Work to complete:
Lay out the records below as a Markdown table, with a "Row" column that numbers each line and an "Entry" column that holds its text. Begin at the line that contains "In this exercise you will locate the sandal", stop after the line that contains "<point>80,78</point>", and leave out blank lines.

Point annotation dataset records
(begin)

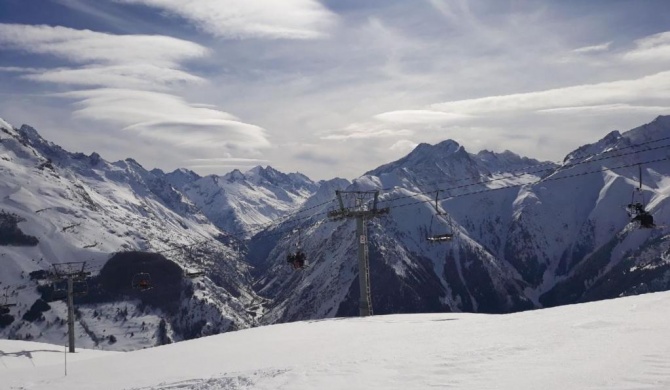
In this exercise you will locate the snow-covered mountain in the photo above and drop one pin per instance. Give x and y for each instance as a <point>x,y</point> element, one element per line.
<point>528,234</point>
<point>242,203</point>
<point>65,207</point>
<point>615,344</point>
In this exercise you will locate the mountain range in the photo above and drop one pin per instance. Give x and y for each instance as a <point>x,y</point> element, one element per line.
<point>526,234</point>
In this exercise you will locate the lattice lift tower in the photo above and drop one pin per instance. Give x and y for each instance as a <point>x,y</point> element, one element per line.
<point>361,212</point>
<point>70,273</point>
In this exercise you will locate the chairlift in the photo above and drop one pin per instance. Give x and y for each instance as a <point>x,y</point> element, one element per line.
<point>142,281</point>
<point>637,207</point>
<point>79,288</point>
<point>298,258</point>
<point>435,233</point>
<point>59,290</point>
<point>194,274</point>
<point>4,307</point>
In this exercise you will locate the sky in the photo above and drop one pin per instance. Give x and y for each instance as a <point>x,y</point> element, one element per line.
<point>329,88</point>
<point>617,344</point>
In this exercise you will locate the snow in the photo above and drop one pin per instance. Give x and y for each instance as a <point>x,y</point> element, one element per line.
<point>615,344</point>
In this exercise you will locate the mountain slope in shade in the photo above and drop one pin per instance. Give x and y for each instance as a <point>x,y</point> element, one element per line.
<point>83,208</point>
<point>614,344</point>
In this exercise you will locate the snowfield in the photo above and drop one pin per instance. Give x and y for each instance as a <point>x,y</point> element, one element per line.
<point>615,344</point>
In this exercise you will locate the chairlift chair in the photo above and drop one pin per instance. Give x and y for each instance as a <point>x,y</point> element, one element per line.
<point>433,235</point>
<point>79,288</point>
<point>298,258</point>
<point>4,307</point>
<point>59,290</point>
<point>194,274</point>
<point>142,281</point>
<point>637,208</point>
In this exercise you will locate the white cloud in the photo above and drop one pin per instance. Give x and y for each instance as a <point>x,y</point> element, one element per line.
<point>168,118</point>
<point>291,19</point>
<point>130,69</point>
<point>607,108</point>
<point>85,46</point>
<point>651,49</point>
<point>144,76</point>
<point>594,49</point>
<point>624,91</point>
<point>19,69</point>
<point>367,130</point>
<point>421,116</point>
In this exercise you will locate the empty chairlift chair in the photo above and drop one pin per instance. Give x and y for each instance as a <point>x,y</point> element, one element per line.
<point>437,232</point>
<point>636,208</point>
<point>4,307</point>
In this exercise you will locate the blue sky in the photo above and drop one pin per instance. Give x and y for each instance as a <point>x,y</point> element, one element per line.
<point>330,88</point>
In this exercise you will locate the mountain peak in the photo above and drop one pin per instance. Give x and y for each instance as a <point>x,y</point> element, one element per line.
<point>234,175</point>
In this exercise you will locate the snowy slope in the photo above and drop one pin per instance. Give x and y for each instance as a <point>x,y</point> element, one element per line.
<point>242,203</point>
<point>527,233</point>
<point>83,208</point>
<point>616,344</point>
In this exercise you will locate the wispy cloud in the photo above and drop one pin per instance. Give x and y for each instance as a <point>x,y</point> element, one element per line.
<point>421,116</point>
<point>367,130</point>
<point>290,19</point>
<point>652,48</point>
<point>138,76</point>
<point>135,75</point>
<point>624,91</point>
<point>593,49</point>
<point>85,46</point>
<point>168,118</point>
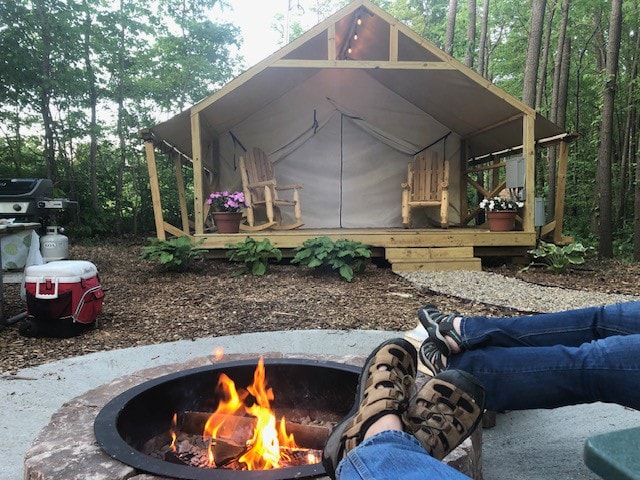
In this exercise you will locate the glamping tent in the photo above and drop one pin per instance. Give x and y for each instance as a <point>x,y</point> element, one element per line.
<point>342,110</point>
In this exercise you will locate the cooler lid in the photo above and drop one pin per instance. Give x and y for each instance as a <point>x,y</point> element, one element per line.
<point>66,271</point>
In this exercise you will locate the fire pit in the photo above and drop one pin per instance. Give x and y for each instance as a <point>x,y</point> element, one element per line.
<point>158,427</point>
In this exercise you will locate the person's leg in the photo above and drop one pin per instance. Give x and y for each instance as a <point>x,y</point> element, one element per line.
<point>570,328</point>
<point>394,455</point>
<point>429,424</point>
<point>516,378</point>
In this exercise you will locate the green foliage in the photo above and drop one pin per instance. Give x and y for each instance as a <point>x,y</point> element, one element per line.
<point>254,255</point>
<point>176,254</point>
<point>345,256</point>
<point>558,259</point>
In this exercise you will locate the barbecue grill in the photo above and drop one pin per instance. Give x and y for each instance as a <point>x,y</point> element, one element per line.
<point>29,200</point>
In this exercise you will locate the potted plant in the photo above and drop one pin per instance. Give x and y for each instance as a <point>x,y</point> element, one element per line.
<point>226,210</point>
<point>501,213</point>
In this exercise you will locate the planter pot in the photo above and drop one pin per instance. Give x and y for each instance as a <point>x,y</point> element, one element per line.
<point>502,220</point>
<point>227,222</point>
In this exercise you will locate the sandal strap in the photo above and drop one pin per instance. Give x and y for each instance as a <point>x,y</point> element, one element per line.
<point>445,412</point>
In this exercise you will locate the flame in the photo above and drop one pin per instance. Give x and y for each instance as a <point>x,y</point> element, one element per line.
<point>264,448</point>
<point>174,423</point>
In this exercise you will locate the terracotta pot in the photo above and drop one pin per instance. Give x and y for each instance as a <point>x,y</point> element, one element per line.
<point>227,222</point>
<point>502,220</point>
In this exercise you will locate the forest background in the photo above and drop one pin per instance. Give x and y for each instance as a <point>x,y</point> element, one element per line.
<point>80,78</point>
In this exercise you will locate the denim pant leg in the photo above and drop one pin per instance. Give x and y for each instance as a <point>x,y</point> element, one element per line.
<point>393,455</point>
<point>570,328</point>
<point>518,378</point>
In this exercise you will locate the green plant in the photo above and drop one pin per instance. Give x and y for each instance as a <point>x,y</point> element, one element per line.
<point>500,204</point>
<point>254,255</point>
<point>227,201</point>
<point>558,259</point>
<point>346,256</point>
<point>176,254</point>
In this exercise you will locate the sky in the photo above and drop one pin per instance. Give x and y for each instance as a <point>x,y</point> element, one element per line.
<point>255,17</point>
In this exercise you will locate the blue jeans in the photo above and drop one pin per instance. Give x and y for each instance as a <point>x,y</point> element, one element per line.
<point>555,359</point>
<point>393,455</point>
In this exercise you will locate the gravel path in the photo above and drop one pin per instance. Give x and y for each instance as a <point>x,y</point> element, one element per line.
<point>499,290</point>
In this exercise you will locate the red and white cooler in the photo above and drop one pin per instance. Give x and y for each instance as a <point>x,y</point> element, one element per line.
<point>63,298</point>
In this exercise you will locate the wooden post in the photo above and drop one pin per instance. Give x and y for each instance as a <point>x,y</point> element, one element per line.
<point>331,42</point>
<point>196,148</point>
<point>560,191</point>
<point>155,189</point>
<point>182,198</point>
<point>528,150</point>
<point>393,43</point>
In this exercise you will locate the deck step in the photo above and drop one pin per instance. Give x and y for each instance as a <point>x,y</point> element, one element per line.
<point>432,259</point>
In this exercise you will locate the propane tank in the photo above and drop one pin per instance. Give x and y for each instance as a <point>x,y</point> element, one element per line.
<point>54,245</point>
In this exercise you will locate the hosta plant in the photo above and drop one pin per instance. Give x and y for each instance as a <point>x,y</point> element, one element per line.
<point>558,259</point>
<point>347,257</point>
<point>176,254</point>
<point>254,255</point>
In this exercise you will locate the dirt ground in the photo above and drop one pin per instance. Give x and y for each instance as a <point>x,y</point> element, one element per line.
<point>146,306</point>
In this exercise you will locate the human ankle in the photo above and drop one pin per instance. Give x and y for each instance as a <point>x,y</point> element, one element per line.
<point>384,423</point>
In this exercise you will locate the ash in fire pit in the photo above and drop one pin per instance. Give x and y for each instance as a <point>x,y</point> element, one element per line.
<point>198,424</point>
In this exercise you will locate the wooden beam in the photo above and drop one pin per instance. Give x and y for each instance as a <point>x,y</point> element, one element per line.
<point>529,152</point>
<point>393,43</point>
<point>561,184</point>
<point>155,189</point>
<point>488,128</point>
<point>331,42</point>
<point>196,149</point>
<point>362,64</point>
<point>182,198</point>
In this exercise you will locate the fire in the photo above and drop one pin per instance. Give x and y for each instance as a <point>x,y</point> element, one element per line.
<point>269,438</point>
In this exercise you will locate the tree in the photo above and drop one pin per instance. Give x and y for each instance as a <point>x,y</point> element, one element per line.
<point>605,151</point>
<point>533,53</point>
<point>451,26</point>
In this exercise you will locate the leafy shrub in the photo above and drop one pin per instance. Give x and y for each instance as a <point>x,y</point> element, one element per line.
<point>558,259</point>
<point>346,256</point>
<point>254,255</point>
<point>176,254</point>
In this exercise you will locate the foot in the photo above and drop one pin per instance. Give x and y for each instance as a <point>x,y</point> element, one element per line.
<point>386,384</point>
<point>441,329</point>
<point>446,410</point>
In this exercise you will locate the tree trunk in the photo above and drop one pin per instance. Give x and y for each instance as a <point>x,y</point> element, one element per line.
<point>561,65</point>
<point>628,143</point>
<point>46,91</point>
<point>451,27</point>
<point>471,34</point>
<point>603,169</point>
<point>93,102</point>
<point>482,48</point>
<point>542,75</point>
<point>533,53</point>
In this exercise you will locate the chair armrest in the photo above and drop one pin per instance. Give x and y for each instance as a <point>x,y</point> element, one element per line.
<point>264,183</point>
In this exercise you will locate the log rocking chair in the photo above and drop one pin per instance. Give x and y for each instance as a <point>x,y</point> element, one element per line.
<point>260,188</point>
<point>427,185</point>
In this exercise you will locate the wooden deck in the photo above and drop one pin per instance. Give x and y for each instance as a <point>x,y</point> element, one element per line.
<point>405,249</point>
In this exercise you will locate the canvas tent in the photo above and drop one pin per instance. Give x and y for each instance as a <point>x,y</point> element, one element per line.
<point>343,117</point>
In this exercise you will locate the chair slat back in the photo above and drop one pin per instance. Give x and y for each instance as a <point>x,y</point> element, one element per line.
<point>427,177</point>
<point>259,169</point>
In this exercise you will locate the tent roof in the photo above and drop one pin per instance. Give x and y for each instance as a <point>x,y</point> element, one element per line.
<point>391,53</point>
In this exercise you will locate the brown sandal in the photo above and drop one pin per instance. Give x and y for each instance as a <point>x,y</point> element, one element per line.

(end)

Solved exercise:
| Row | Entry |
|---|---|
| 1 | In this exercise you will locate the sandal strap in the photo above and drop one pin per instance. Give x and y for each instance as a <point>x,y</point> element, one element per line. |
| 2 | <point>445,412</point> |
| 3 | In this exercise you will locate the flame in the photo above and drop one pin per instance. Give x and y for each instance as a <point>x,y</point> element, one element per line. |
| 4 | <point>264,448</point> |
| 5 | <point>174,423</point> |
| 6 | In this exercise you will locate the terracotta pot in the photo above and drop one pin per instance. Give x and y for each instance as a <point>x,y</point> element, one element per line. |
| 7 | <point>227,222</point> |
| 8 | <point>502,220</point> |
| 9 | In this exercise you will locate the forest background in the photo above and drop one pin per instance. Give x and y for each instance as a <point>x,y</point> element, one element per line. |
| 10 | <point>80,78</point> |